GIVEN RECORDS.
━━━━━━━━━━

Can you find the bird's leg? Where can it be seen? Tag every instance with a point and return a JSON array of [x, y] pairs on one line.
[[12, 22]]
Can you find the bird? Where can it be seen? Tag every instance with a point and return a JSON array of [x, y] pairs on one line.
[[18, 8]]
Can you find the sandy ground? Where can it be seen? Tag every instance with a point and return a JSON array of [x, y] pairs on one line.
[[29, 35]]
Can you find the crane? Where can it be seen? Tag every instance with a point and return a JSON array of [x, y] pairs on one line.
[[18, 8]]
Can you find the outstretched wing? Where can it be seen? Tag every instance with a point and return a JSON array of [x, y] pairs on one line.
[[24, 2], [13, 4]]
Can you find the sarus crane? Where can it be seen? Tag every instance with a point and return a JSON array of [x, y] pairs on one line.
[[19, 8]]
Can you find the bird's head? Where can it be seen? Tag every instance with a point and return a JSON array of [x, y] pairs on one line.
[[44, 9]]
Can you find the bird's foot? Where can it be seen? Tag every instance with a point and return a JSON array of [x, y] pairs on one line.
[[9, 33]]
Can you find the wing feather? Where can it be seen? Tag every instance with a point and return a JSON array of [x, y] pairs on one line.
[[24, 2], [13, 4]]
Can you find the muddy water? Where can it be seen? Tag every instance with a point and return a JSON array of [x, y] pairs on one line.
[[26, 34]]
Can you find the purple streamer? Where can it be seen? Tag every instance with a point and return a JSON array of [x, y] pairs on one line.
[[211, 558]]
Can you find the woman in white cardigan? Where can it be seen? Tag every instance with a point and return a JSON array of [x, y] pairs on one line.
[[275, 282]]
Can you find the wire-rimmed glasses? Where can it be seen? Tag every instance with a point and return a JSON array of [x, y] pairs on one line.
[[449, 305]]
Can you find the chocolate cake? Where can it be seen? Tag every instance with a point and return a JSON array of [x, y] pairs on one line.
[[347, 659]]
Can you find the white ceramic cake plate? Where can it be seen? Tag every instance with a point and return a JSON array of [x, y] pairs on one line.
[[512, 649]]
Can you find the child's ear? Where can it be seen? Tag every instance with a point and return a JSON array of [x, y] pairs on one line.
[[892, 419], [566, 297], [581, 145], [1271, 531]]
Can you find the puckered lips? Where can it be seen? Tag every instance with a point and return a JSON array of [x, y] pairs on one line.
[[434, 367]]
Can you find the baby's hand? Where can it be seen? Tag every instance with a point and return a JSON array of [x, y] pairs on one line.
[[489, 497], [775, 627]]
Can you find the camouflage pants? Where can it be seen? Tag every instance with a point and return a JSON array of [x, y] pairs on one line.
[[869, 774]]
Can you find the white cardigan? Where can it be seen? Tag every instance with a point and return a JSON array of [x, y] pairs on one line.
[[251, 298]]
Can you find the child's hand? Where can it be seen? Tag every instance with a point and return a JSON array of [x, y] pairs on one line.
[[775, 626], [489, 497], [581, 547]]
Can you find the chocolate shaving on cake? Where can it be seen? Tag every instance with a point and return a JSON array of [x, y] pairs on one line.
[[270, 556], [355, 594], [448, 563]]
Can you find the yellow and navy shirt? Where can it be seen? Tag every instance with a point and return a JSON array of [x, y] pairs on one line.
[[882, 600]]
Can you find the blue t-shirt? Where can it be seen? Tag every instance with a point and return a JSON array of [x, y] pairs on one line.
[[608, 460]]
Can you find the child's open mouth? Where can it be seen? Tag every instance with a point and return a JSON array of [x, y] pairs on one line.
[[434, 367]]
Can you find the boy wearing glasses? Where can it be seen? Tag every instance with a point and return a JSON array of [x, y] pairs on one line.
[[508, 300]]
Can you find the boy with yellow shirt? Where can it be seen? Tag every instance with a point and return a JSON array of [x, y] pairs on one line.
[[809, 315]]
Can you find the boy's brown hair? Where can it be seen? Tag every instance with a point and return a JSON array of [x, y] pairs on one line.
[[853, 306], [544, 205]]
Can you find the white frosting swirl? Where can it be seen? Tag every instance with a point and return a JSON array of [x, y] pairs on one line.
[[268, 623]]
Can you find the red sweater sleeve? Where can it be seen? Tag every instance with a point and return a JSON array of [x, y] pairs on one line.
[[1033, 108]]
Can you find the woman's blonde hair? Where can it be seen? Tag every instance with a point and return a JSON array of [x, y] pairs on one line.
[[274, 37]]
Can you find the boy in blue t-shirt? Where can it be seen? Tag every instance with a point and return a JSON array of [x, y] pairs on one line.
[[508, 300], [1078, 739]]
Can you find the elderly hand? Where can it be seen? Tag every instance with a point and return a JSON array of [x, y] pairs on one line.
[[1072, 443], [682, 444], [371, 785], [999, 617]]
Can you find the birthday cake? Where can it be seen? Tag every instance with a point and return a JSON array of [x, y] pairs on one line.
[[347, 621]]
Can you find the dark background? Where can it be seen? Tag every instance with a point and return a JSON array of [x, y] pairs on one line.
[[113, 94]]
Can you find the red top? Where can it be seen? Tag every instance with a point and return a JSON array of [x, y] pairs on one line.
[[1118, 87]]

━━━━━━━━━━

The data must be given again in full. Keep every line identical.

RESPONSE BOX.
Can you find the bird's leg? Where can it be seen? Tag every instance with a point and return a JSON array of [x, y] pairs on one line.
[[12, 22]]
Can you find the bird? Where can it be seen? Tag every instance with a point and return a JSON array of [x, y] pairs on one line.
[[18, 8]]
Can you find the sandy ground? Where can it be seen? Tag every instance with a point and return a JSON array of [x, y] pairs on one line.
[[29, 35]]
Can you find the crane? Where can it be seen? Tag every instance with a point and return a JSON array of [x, y] pairs on one line.
[[18, 8]]
Can you find the outstretched wing? Where can it be seen? Tag every instance with a point and return a JSON array of [x, y] pairs on one line.
[[24, 2], [13, 4]]
Can you find the sarus crane? Where can it be seen? Tag every instance with a point and return a JSON array of [x, y] pairs on one line.
[[19, 8]]
Can you find the bird's head? Where can it be seen? Tag every instance with a point and return a JSON array of [x, y] pairs on one line.
[[44, 9]]
Can you find the bird's foot? Where can it be seen? Tag every instance with a point and return a JSON array of [x, y] pairs on one line.
[[9, 33]]
Can you find the wing feather? Where can it be seen? Tag every instance with a point and return a JSON array of [x, y] pairs on one line.
[[24, 2], [13, 4]]
Can you find the muddy water? Where can it be seen? Tag every instance with a point and return a JSON array of [x, y] pairs on one line.
[[26, 34]]
Can you find the purple streamer? Where can it be seen? Tag every instance with a point and return a JSON array of [x, y] pairs on one line.
[[211, 558]]
Can you find the woman in white cardigan? Where can it be seen? Tag every instance with a point and return a JSON array of [x, y] pairs on one line.
[[275, 282]]
Can you find the wire-rimmed glasses? Where can it be seen? Tag every instance with a point and return a JSON array of [x, y] pairs on one line.
[[449, 305]]
Can you find the chocolate cake? Where can it be seen? Tag every instance with a point and return a JSON array of [x, y] pairs on one line.
[[347, 659]]
Can you find the white ceramic cake plate? Where can it be seen? Tag every instance with a point and return a JSON array of [x, y] pairs on one line.
[[512, 649]]
Can you find the child's ear? Where can it be seen? Tag every instance with a point and return a JSON array of [x, y] pairs on one line.
[[892, 419], [566, 297], [581, 145], [1271, 531]]
Can you find the puckered lips? Where can it be seen? Tag every instance with a point and return a JSON array of [x, y] pairs on one line.
[[434, 367]]
Can you find the baby's hand? Where can it be seen? Tag every instance with a point and return a JSON array of [x, y] pairs on one line.
[[489, 497], [775, 627]]
Can you find the camouflage pants? Where can it be seen? Tag every instance with a point and return a JSON array of [x, y] pairs on one line.
[[869, 774]]
Can you find the white cardigan? Where can it be seen? Tag every instance with a point and return a JSON array of [x, y] pairs on one line.
[[251, 298]]
Can you find the child's hand? Where can it be seen? Tag every instance with a point and return a JSON array of [x, y] pairs on one line.
[[775, 626], [489, 497], [581, 547]]
Can you find the chocolate shaving on cake? Where can it be seen? Tag every instance with a point and return a JSON array of [x, y] pairs on one line.
[[270, 556], [355, 594], [448, 563]]
Can you find the yellow and navy shirt? Where can it be seen? Tag every instance with a point and return a JSON array of [x, y] pairs on one line.
[[882, 600]]
Can you find the blue t-shirt? Where can it be seen? Tag every instance with a point and return a JSON array of [x, y] pairs on one line.
[[608, 460]]
Can you find the child's open mouth? Where can it be seen? Tag every instance with a point and return a JSON array of [x, y] pairs on one line.
[[434, 367]]
Can you find the boy wearing glasses? Where can it be seen? Tag every instance with a point and return a JSON array of [x, y] pairs on one line.
[[508, 300]]
Can you find the boy with yellow shirt? Where can it be seen? Tag every instance with a point and return a JSON array of [x, y] pairs on one line.
[[809, 315]]
Can you find the boy's brown hair? Where can it be seen? Tag every instance with a point and return a JSON array of [x, y] pairs on one line.
[[853, 306], [544, 205]]
Can you find the white frosting swirl? Where can it be seen? Tag every instance with a point and return a JSON array of [x, y] pairs on one line.
[[268, 623]]
Can you find the red sweater sleeve? Where can it be seen? Tag every instance with a point and return a JSON array of [x, y] pairs on one line.
[[1033, 108]]
Can you find the woman's blonde hair? Where can it be seen? Tag every instance with a point and return a JSON array of [x, y] pairs on one line.
[[274, 37]]
Can you find the boy in blue t-shirt? Where can it be seen? Tag every instance with a point and return a JSON array of [x, y] pairs on one line.
[[508, 300], [1078, 739]]
Can you find the elderly hand? Where can it be seen? Tag every instance with a point and return a JSON array of [x, y] pairs on one line.
[[1072, 443], [682, 444], [371, 785], [999, 617]]
Can you find the birthday cake? Where can it be seen? Tag every instance with a point and return a JSON array of [x, y] pairs on one line.
[[347, 621]]
Can you find the dark background? Where can it be seen? Tag every instance with a point and return a JSON array of [x, y] pairs on one line.
[[113, 94]]
Can you find the red top? Where can it be seen? Tag every instance with a point and return a JSON array of [x, y] pairs on one line.
[[1118, 87]]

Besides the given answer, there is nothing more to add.